* WHAT THE TASK ASKS
Give again, unaltered, the lines of the listing below that run from the line having "of the sink" through the line having "the gray wall".
::::
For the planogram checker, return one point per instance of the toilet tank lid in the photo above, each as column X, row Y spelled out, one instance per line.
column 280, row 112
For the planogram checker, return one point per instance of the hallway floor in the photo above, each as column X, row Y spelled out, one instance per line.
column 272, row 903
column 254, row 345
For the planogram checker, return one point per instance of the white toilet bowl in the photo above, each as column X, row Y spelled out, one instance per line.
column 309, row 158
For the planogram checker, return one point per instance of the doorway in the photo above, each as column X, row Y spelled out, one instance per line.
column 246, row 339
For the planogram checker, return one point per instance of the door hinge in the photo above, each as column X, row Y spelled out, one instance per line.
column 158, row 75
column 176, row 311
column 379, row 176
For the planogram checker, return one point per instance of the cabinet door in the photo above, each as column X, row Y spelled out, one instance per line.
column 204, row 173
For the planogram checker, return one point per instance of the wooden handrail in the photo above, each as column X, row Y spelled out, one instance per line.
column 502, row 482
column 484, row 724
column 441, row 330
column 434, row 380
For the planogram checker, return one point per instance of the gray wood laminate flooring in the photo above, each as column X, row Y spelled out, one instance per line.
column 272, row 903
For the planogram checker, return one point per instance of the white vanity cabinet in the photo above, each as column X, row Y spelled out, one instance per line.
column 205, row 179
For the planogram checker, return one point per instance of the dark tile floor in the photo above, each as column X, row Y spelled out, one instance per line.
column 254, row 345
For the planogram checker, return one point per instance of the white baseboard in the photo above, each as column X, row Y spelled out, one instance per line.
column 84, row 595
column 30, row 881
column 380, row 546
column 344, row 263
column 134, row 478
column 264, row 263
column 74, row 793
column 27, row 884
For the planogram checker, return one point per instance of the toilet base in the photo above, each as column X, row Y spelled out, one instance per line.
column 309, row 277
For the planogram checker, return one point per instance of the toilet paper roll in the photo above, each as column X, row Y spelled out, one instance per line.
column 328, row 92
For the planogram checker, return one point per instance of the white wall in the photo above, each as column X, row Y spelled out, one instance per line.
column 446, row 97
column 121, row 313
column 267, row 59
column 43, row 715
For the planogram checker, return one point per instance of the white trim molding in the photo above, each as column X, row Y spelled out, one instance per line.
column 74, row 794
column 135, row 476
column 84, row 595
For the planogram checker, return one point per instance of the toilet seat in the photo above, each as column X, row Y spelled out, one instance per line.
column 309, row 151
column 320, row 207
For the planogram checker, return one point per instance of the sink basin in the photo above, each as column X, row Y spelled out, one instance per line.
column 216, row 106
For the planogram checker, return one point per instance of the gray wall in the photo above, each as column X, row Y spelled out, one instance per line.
::::
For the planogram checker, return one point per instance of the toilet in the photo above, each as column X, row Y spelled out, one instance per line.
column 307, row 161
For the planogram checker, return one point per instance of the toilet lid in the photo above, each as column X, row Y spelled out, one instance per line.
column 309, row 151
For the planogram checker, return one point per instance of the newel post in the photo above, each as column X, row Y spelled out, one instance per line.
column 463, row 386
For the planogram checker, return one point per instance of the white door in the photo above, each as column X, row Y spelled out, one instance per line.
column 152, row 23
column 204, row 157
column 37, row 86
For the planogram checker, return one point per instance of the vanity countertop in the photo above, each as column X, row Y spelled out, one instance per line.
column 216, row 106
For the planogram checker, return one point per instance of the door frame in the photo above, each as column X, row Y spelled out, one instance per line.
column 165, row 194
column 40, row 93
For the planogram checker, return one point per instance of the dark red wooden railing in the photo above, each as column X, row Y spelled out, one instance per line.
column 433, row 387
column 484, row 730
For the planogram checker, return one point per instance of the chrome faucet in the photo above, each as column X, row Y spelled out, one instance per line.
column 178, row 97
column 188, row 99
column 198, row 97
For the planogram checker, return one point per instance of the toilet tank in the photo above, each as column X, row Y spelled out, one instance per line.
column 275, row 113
::::
* COMPLETED EXERCISE
For the planogram checker, return one point per instance of the sink basin in the photo above, each as column X, row Y spelled out, one instance per line.
column 216, row 106
For the planogram checker, return one point per instance of the gray wall in the photo above, each as column X, row Y spelled out, one instance per line.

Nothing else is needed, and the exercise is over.